● **WHAT THE EXERCISE ASKS**:
Rewrite the rows from the line with "Object class to annotate: player's arm" to the line with "[215, 105, 272, 177]", both included, and leave the request lines unchanged. Scale every bounding-box coordinate by 2.2 and round it to a whole number, with halves rounded up.
● ● ● ● ● ● ●
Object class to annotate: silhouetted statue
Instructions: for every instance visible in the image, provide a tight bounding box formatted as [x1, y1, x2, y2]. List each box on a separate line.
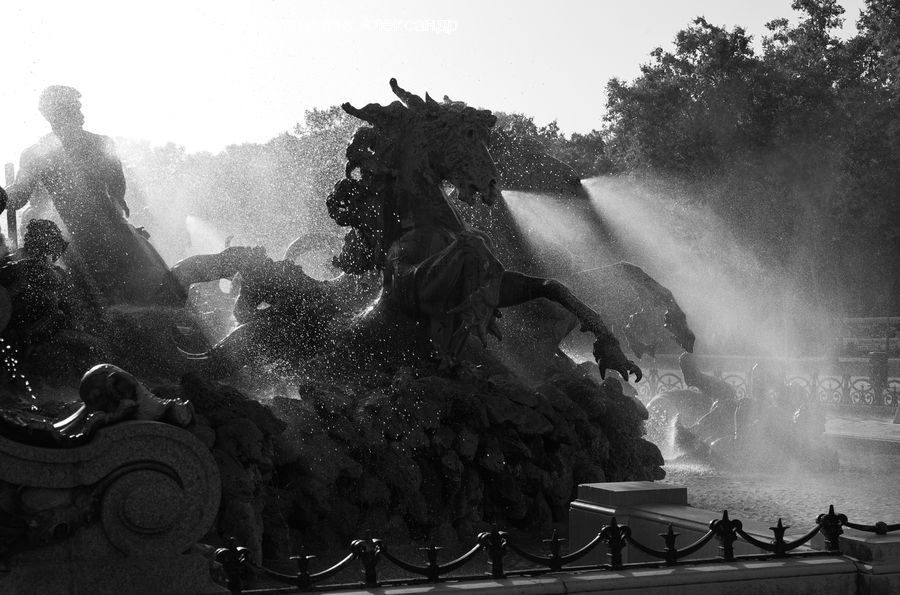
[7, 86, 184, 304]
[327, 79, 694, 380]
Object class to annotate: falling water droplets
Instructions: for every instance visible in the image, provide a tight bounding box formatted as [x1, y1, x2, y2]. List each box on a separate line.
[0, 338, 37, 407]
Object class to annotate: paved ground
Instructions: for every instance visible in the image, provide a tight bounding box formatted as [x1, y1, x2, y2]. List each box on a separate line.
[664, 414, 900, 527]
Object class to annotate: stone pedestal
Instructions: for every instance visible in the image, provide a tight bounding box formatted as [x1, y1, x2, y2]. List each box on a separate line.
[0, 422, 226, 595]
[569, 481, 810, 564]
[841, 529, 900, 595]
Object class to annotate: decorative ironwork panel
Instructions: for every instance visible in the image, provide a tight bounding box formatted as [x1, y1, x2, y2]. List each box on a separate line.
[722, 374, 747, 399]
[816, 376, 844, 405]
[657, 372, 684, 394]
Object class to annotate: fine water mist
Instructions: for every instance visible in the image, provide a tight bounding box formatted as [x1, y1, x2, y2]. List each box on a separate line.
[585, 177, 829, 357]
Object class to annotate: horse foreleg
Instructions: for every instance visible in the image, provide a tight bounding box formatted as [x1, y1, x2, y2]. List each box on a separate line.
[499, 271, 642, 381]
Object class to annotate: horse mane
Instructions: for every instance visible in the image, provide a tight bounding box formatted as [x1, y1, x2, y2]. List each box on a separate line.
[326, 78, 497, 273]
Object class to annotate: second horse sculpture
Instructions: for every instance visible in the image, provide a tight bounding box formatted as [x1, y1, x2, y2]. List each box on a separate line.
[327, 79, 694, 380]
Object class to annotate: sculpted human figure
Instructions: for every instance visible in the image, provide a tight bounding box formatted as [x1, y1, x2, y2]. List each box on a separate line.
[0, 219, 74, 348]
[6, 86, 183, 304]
● ● ● ● ● ● ●
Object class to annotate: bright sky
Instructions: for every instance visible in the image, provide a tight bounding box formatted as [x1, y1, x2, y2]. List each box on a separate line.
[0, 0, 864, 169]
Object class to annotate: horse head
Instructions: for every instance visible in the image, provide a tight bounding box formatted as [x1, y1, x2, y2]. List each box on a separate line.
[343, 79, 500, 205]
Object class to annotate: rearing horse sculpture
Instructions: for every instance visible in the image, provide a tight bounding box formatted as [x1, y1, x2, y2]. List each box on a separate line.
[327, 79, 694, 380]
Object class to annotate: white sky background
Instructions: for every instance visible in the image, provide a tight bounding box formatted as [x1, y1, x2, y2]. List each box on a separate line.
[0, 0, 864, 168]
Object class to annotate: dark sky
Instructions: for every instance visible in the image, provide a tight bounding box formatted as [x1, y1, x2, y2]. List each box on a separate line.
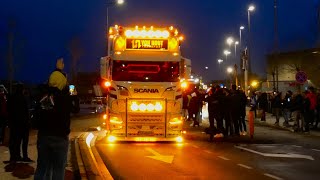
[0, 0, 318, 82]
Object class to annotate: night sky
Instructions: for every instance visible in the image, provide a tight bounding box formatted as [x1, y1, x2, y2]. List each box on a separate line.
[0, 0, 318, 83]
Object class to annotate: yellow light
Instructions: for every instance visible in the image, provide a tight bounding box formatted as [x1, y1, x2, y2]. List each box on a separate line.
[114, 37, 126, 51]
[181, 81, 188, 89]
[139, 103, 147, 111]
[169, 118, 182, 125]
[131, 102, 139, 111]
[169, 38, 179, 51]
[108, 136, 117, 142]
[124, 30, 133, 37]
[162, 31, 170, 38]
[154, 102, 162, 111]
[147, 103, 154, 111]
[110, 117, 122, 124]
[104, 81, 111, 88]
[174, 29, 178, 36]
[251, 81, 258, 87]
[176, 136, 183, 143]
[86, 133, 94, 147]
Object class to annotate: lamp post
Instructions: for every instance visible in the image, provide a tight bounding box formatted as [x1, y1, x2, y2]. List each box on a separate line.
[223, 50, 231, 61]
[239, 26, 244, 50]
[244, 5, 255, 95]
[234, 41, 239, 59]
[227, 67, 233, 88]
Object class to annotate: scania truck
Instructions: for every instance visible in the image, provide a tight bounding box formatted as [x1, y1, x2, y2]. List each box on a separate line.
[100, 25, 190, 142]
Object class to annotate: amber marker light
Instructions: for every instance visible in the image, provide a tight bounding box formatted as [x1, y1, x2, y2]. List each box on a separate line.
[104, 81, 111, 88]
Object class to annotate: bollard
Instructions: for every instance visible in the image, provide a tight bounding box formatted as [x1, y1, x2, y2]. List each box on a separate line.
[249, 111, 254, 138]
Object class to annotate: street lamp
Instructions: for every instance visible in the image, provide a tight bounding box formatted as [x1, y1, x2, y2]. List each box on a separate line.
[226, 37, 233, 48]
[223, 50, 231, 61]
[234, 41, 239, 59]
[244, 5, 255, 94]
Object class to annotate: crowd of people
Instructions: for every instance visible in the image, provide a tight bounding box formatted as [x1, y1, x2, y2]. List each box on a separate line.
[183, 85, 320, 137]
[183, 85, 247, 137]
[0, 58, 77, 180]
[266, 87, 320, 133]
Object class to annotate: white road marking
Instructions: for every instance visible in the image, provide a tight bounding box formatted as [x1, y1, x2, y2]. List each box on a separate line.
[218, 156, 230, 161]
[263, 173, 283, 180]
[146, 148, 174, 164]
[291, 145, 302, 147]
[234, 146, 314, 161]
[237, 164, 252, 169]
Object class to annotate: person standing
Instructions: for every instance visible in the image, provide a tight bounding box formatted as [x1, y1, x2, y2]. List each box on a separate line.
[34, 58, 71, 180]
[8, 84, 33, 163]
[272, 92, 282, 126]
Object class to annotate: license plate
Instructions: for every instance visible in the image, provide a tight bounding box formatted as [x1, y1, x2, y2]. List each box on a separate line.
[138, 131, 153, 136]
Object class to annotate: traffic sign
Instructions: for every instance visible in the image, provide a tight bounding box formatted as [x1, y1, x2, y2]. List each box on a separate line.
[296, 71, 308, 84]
● ● ● ● ● ● ●
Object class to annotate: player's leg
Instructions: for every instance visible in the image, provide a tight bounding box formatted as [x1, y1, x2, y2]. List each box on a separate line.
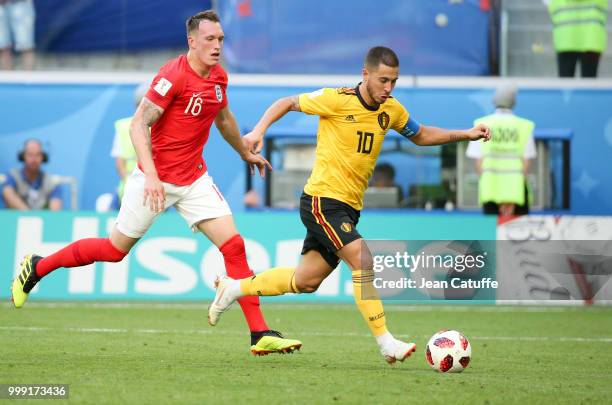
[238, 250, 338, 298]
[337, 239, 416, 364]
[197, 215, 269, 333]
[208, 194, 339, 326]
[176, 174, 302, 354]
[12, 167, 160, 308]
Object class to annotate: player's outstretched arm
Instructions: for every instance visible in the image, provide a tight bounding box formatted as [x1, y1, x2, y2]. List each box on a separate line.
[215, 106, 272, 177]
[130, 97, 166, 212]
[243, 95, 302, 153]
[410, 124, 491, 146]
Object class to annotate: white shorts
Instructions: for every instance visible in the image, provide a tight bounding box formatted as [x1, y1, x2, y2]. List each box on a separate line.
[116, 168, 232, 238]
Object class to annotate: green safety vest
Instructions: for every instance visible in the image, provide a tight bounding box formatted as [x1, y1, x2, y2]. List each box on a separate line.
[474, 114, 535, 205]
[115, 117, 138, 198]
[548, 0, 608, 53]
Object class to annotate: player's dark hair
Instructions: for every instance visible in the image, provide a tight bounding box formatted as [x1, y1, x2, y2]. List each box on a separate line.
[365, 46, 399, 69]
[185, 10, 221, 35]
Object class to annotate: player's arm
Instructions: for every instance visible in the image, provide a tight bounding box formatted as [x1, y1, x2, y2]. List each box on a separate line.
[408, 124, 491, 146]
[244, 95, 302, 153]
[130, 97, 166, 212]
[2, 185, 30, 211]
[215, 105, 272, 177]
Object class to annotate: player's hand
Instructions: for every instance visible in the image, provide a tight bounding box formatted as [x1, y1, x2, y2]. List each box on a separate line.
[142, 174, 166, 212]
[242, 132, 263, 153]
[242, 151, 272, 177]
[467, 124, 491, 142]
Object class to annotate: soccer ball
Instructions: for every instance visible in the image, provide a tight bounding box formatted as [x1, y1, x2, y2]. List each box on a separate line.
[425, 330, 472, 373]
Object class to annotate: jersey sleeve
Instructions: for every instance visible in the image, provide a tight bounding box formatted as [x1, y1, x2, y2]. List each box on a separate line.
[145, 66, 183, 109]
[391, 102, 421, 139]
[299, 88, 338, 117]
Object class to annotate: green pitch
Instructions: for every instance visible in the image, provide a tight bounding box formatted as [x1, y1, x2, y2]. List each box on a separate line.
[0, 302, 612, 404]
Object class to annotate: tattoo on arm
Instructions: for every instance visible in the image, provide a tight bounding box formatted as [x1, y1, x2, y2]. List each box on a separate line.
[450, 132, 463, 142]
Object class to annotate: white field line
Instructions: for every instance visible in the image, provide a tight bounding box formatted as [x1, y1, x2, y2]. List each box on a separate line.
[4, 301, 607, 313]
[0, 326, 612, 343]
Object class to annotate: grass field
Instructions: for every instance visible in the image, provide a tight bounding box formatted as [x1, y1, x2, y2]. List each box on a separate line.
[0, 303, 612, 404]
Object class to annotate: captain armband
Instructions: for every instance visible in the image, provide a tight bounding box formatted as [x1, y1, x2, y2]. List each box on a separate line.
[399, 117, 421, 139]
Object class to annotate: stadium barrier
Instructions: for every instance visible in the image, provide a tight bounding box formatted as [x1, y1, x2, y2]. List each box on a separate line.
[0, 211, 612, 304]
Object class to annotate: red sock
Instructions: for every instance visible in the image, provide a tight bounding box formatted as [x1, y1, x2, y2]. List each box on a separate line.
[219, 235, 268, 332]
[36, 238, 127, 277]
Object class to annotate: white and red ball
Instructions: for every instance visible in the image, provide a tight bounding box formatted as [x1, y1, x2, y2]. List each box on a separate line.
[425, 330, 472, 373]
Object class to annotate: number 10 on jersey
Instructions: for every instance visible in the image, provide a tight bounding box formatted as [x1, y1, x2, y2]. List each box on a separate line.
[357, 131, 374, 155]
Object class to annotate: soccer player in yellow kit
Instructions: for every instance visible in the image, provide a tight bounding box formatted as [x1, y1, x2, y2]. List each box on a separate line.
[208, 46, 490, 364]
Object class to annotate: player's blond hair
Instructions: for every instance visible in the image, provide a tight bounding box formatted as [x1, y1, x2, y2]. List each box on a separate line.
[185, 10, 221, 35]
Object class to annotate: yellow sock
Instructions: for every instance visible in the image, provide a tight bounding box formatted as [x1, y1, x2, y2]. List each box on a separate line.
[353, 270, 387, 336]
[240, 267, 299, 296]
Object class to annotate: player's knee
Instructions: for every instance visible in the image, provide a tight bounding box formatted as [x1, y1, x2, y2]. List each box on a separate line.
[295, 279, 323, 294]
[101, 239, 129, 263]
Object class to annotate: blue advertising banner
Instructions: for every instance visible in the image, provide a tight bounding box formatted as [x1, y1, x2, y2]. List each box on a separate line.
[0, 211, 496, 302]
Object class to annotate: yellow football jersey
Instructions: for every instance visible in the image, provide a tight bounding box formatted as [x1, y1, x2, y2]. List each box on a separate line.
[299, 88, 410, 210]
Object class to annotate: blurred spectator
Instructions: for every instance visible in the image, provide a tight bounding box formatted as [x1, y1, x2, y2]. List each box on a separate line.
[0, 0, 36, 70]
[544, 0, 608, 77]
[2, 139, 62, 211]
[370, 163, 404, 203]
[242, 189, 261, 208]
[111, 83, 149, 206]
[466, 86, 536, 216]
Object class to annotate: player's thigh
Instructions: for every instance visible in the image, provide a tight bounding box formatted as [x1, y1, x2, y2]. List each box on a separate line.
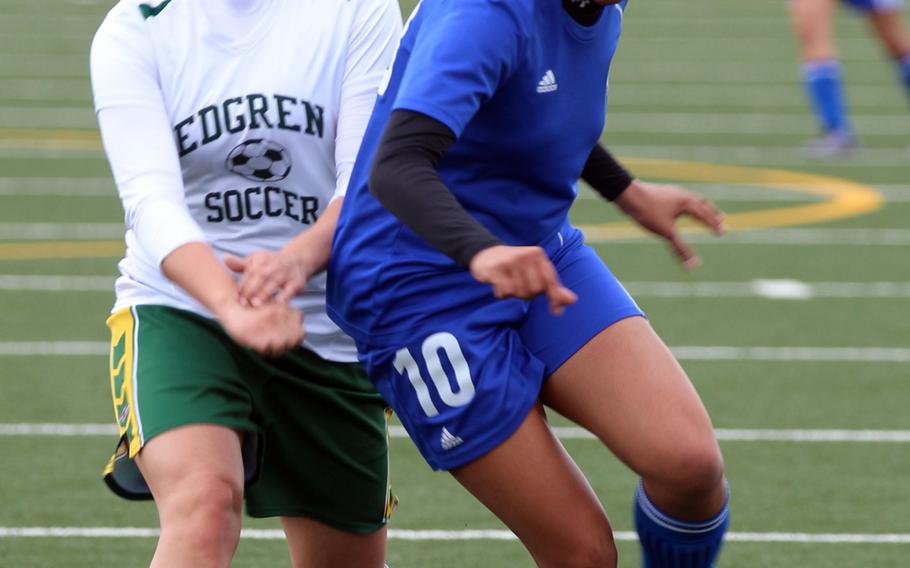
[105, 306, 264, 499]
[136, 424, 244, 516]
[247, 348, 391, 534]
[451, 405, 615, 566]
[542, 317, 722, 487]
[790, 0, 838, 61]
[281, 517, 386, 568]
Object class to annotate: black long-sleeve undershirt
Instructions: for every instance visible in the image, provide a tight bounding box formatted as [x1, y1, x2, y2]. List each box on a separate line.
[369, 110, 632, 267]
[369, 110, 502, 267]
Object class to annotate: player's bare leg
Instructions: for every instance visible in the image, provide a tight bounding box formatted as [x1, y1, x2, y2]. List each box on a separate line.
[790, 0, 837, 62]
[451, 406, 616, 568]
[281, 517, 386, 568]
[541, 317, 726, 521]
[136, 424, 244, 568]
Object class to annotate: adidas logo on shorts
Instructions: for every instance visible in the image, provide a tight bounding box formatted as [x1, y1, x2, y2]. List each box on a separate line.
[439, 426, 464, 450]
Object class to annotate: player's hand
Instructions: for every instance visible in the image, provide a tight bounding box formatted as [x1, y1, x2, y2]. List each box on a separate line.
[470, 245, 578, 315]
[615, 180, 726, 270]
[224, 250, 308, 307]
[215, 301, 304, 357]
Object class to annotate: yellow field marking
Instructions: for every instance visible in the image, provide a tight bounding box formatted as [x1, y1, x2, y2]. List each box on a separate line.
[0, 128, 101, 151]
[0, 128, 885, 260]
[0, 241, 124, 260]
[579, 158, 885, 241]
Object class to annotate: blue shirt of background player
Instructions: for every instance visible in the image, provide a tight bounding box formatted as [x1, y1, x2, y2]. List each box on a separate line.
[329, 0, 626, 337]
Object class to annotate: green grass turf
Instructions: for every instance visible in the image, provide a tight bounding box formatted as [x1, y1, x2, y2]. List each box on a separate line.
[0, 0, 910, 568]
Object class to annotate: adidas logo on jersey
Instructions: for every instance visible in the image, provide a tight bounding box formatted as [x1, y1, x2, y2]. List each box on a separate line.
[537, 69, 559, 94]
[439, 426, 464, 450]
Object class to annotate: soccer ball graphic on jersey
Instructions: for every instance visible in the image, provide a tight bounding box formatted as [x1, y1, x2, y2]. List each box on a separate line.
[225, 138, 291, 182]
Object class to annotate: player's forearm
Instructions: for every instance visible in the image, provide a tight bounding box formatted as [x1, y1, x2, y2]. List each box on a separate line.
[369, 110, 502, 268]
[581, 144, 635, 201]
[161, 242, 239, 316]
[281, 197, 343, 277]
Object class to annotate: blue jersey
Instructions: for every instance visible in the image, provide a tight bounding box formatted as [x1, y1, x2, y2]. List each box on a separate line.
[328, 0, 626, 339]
● ● ● ● ● ● ●
● **RESULT OF THIS TASK**:
Object class to annotate: player's arm
Instructions: for every instance visible in the image, provide a tight bounding box formatted as [x1, y1, x2, y2]. List each box on a separate line.
[898, 273, 1080, 321]
[537, 209, 664, 337]
[286, 213, 365, 466]
[4, 407, 66, 464]
[473, 231, 598, 389]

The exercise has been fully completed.